Action item ▸ Find the word "cabinet" in the data below and copy each line that holds it.

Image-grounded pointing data
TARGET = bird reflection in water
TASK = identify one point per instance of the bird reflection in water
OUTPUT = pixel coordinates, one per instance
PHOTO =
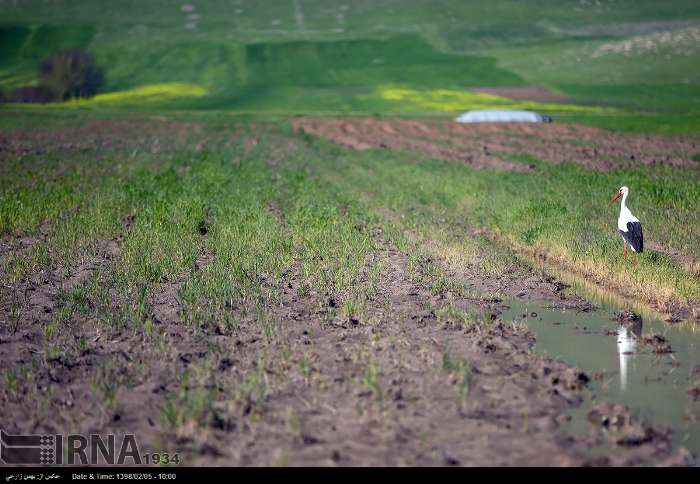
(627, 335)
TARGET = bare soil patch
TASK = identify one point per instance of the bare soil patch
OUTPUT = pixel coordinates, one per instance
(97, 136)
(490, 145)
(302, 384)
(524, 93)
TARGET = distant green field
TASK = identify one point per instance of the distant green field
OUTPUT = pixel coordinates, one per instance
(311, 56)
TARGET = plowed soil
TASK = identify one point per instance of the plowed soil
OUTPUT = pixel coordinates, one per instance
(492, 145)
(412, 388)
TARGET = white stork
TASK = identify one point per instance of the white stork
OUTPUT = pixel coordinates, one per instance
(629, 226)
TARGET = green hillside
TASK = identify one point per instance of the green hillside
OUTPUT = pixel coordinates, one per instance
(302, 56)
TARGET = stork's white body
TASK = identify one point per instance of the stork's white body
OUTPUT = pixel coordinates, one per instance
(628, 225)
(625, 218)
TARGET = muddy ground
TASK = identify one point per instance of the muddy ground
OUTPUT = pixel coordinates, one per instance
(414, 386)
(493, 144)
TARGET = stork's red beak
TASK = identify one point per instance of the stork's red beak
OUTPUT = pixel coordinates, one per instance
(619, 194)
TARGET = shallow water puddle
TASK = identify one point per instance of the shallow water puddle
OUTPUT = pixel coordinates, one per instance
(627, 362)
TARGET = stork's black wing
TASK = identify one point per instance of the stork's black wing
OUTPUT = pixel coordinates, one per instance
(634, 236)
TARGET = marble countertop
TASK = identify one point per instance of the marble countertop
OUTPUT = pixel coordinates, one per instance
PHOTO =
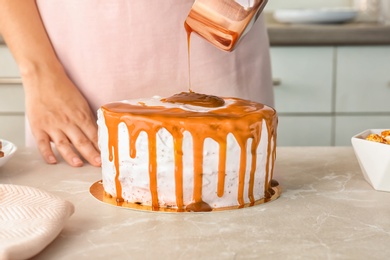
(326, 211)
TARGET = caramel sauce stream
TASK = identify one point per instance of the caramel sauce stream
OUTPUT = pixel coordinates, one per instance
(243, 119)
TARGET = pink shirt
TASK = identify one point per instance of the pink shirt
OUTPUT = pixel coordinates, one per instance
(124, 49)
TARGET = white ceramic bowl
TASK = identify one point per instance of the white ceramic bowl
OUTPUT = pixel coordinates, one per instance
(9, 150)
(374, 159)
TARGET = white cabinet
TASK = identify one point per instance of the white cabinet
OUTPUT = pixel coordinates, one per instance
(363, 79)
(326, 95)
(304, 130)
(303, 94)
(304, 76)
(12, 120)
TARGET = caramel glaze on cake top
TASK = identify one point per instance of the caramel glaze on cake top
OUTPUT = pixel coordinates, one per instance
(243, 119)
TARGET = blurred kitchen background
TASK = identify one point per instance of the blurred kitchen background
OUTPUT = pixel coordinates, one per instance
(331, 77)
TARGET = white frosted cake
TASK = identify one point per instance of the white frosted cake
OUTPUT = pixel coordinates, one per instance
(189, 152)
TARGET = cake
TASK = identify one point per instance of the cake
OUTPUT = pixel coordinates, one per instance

Exercise output ▸
TARGET = white cabinet
TASK = identify one point per instance of the white cabinet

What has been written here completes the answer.